*PROBLEM 1*:
Find each line in the entries below that contains the string "boat" and copy it out. Case counts.

*SOURCE DOCUMENT*:
☆ ☆ ☆ ☆ ☆ ☆ ☆

1. ENTIRE AGREEMENT
These terms and conditions, in combination with the terms and conditions attached to Seller’s invoice, purchase order and/or delivery ticket which are incorporated herein by reference (hereinafter collectively referred to as the “Terms”), represent the entire agreement between the parties. Any terms, including those on any Purchaser purchase order, which are different, conflicting, add to, modify, supersede or otherwise alter the Terms without express written approval signed by an authorized representative of the Seller are hereby rejected.
2. PAYMENT TERMS
If this Contract is accepted, Purchaser agrees to pay in full the invoice price of all purchases now or hereafter made from Seller promptly when due according to the terms set forth in this CONTRACT, without any retention. If the total invoice price is not paid in full on or before the due date, interest will accrue on the unpaid balance at the greater of 1.5% per month or the maximum rate allowed by the state laws of Seller’s principle place of business, whichever is greater. If Purchaser should fail to fulfill any of its obligations under this Contract, or if Seller in good faith deems itself insecure because the prospect for payment is impaired or the prospect of performance of any provision of this Contract is impaired, or if a default occurs for any other reason provided in this Contract, then Seller, at its option and without notice, may declare the entire unpaid balance owed by Purchaser under this Contract to be immediately due and payable, or terminate the credit privileges of Purchaser under the Contract, or both. Purchaser agrees to pay in full all costs and expenses incurred by Seller in collecting the amounts owed by Purchaser under this Contract, including any and all court costs, attorneys’ fees and collection costs. Payments received will be applied against items on unpaid invoices in an order and sequence determined by Seller in its sole discretion. Checks returned unpaid by your bank are automatically deposited a second time in an effort to clear your payments before they are returned to Seller. Returned checks regardless of the reason, are subject to a service charge in an amount not to exceed applicable law.

☆ ☆ ☆ ☆ ☆ ☆ ☆

*PROBLEM 2*:
Repeat the terms and conditions above word for word, from start to finish.

(Records)
☆ ☆ ☆ ☆ ☆ ☆ ☆

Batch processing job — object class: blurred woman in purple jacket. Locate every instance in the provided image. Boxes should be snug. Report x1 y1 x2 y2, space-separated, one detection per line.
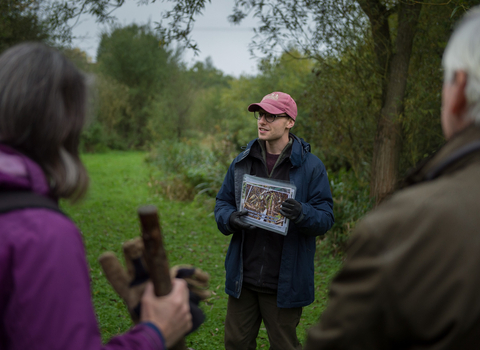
0 43 192 350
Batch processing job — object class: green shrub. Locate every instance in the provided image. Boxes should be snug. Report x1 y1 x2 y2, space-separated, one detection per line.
147 141 232 201
321 168 374 254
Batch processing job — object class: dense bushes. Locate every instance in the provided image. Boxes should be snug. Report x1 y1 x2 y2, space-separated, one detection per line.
147 140 236 201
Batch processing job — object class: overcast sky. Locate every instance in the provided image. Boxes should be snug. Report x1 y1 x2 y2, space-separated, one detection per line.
69 0 257 77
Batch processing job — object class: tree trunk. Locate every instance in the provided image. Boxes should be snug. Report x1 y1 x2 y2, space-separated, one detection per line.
358 0 422 203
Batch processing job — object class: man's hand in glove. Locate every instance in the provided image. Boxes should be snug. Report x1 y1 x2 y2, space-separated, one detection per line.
280 198 302 221
228 210 255 231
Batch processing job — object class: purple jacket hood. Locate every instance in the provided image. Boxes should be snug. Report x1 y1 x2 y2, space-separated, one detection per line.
0 144 164 350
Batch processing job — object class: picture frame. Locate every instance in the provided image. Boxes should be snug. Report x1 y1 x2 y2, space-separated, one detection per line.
240 175 296 236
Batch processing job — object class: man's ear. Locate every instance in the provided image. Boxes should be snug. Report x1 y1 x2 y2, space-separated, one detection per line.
451 70 468 118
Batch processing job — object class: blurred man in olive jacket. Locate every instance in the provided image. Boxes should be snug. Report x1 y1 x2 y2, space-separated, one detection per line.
305 8 480 350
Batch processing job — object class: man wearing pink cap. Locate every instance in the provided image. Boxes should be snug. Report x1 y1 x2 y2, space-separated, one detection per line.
215 92 334 350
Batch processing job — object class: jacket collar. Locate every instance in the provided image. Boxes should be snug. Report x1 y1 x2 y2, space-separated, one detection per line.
403 126 480 187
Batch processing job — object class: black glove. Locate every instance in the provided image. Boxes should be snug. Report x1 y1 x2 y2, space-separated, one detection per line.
228 210 255 231
280 198 302 221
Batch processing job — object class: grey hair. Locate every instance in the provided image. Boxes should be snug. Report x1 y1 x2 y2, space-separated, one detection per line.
442 6 480 124
0 43 89 201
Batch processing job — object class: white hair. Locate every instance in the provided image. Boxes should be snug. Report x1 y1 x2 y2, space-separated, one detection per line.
442 6 480 124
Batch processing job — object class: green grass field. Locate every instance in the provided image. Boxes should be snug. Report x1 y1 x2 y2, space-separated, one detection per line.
62 152 341 350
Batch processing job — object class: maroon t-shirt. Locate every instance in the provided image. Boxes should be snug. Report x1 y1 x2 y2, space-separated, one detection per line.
266 152 280 174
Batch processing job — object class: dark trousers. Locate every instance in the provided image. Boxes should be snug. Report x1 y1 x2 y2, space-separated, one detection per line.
225 288 302 350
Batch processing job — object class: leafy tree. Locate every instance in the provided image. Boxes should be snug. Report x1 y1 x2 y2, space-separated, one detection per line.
0 0 51 52
158 0 476 200
97 24 177 148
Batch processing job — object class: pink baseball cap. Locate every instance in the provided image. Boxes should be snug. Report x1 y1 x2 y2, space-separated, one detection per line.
248 92 297 120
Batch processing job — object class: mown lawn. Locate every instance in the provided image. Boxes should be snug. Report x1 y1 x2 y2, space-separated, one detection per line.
63 152 341 350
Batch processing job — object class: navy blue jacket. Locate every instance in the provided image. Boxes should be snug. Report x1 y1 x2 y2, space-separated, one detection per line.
215 134 334 308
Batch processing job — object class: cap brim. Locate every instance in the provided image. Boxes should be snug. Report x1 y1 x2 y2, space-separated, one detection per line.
248 102 285 114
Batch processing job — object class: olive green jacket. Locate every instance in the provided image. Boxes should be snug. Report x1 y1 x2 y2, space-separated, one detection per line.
305 127 480 350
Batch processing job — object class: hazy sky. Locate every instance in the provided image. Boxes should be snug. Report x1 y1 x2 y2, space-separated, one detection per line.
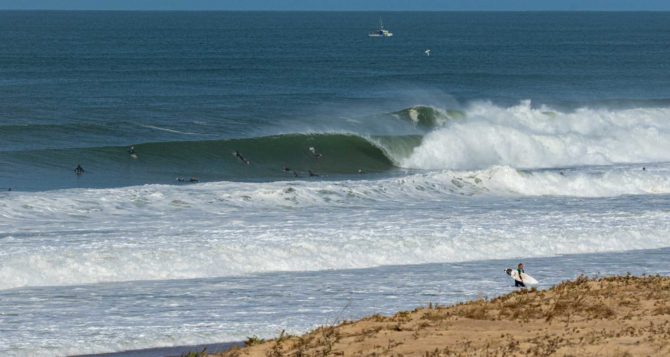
0 0 670 11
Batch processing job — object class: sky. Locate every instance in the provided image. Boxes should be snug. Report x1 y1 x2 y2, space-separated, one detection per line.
0 0 670 11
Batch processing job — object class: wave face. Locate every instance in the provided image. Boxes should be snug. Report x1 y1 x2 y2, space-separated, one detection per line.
0 134 420 190
400 101 670 170
393 105 465 130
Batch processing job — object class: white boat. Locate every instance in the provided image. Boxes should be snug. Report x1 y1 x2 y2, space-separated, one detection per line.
368 19 393 37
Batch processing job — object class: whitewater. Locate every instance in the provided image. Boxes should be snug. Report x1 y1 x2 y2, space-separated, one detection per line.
0 101 670 356
0 11 670 356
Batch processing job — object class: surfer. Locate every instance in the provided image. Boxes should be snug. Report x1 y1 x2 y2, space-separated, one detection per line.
514 263 526 288
74 164 86 176
309 146 323 160
233 150 251 165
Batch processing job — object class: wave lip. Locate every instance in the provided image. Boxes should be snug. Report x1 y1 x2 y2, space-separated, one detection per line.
400 101 670 170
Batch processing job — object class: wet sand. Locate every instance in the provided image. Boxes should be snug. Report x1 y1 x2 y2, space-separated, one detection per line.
220 276 670 357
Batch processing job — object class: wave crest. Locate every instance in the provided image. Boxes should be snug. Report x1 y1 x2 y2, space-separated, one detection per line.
400 101 670 170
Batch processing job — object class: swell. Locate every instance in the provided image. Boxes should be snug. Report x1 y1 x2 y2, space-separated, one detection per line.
0 134 420 190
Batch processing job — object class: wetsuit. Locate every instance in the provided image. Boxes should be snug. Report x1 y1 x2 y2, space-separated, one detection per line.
514 269 526 288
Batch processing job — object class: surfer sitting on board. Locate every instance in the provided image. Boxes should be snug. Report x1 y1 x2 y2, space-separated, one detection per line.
233 150 251 165
514 263 526 288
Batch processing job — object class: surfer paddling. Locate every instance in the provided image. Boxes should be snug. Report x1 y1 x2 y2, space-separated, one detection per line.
233 150 251 165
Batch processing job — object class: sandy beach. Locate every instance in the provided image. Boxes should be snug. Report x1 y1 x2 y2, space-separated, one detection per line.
217 276 670 357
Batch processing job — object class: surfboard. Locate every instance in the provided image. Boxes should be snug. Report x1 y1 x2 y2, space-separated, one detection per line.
505 268 538 285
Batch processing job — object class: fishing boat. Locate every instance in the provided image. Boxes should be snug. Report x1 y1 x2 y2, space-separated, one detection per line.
368 19 393 37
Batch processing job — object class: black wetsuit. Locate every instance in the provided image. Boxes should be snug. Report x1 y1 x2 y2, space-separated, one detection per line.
514 269 526 288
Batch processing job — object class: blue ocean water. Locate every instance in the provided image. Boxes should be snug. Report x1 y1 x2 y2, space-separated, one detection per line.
0 11 670 191
0 11 670 356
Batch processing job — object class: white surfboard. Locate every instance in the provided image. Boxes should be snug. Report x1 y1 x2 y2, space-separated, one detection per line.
505 268 538 285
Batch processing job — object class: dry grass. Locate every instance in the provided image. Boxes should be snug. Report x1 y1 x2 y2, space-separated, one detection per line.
217 276 670 357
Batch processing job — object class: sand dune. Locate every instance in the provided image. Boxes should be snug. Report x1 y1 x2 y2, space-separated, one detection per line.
220 276 670 357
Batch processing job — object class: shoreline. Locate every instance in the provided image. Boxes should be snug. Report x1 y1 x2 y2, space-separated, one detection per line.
53 248 670 357
68 341 244 357
214 275 670 357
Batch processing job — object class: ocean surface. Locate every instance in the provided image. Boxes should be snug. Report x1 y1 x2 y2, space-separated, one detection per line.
0 11 670 356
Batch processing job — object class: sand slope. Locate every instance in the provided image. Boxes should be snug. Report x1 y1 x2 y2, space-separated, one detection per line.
221 276 670 357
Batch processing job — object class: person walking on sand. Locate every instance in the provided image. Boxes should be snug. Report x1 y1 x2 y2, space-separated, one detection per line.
514 263 526 288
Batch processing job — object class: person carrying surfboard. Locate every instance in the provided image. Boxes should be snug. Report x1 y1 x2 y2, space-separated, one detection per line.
514 263 526 288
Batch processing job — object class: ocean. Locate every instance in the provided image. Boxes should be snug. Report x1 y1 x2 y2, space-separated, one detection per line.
0 11 670 356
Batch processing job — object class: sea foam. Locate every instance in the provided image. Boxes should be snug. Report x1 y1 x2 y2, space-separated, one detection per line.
398 101 670 170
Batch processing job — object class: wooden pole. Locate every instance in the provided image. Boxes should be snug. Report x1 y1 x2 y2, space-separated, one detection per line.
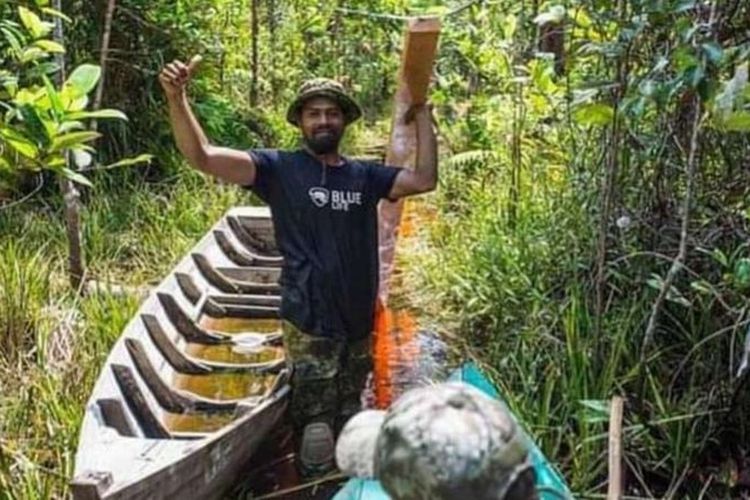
250 0 260 108
607 396 624 500
52 0 84 292
379 18 440 304
373 18 440 408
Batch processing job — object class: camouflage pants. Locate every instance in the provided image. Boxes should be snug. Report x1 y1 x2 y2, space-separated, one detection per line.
283 321 372 434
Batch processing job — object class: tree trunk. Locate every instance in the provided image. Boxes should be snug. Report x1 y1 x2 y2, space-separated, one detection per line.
250 0 259 107
91 0 116 130
52 0 84 291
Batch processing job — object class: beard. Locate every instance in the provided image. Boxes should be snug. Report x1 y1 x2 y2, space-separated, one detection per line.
303 128 342 155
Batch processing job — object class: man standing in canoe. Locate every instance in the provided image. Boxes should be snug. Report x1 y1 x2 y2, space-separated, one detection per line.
159 58 437 475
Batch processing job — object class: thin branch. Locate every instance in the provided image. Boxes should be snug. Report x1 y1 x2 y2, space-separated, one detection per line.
641 95 703 357
91 0 116 131
0 174 44 210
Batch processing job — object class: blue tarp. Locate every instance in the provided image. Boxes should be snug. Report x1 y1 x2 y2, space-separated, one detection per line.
334 363 573 500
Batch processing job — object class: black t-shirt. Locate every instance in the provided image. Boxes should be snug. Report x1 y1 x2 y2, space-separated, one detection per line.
249 150 401 340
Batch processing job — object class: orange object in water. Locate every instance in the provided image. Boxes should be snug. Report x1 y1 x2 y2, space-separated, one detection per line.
373 300 419 409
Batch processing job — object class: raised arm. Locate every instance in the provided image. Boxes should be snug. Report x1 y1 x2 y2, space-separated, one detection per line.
159 56 255 186
388 105 438 200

☆ ☆ ☆ ☆ ☆ ☆ ☆

*EXERCISE ANSWER 1*:
Batch processing job — object class: white boat. Locate every instance in the provided image. Boxes should be snug. Report x1 y1 x2 y2, space-separated, one detection per line.
Batch processing job — object class: fishing boat. Locate every instance in the provided image. Boxes should be snug. Report x1 y1 x2 y2, space-separated, one detection per line.

*EXERCISE ANSWER 2*:
1. ENTIRE AGREEMENT
These terms and conditions, in combination with the terms and conditions attached to Seller’s invoice, purchase order and/or delivery ticket which are incorporated herein by reference (hereinafter collectively referred to as the “Terms”), represent the entire agreement between the parties. Any terms, including those on any Purchaser purchase order, which are different, conflicting, add to, modify, supersede or otherwise alter the Terms without express written approval signed by an authorized representative of the Seller are hereby rejected.
2. PAYMENT TERMS
If this Contract is accepted, Purchaser agrees to pay in full the invoice price of all purchases now or hereafter made from Seller promptly when due according to the terms set forth in this CONTRACT, without any retention. If the total invoice price is not paid in full on or before the due date, interest will accrue on the unpaid balance at the greater of 1.5% per month or the maximum rate allowed by the state laws of Seller’s principle place of business, whichever is greater. If Purchaser should fail to fulfill any of its obligations under this Contract, or if Seller in good faith deems itself insecure because the prospect for payment is impaired or the prospect of performance of any provision of this Contract is impaired, or if a default occurs for any other reason provided in this Contract, then Seller, at its option and without notice, may declare the entire unpaid balance owed by Purchaser under this Contract to be immediately due and payable, or terminate the credit privileges of Purchaser under the Contract, or both. Purchaser agrees to pay in full all costs and expenses incurred by Seller in collecting the amounts owed by Purchaser under this Contract, including any and all court costs, attorneys’ fees and collection costs. Payments received will be applied against items on unpaid invoices in an order and sequence determined by Seller in its sole discretion. Checks returned unpaid by your bank are automatically deposited a second time in an effort to clear your payments before they are returned to Seller. Returned checks regardless of the reason, are subject to a service charge in an amount not to exceed applicable law.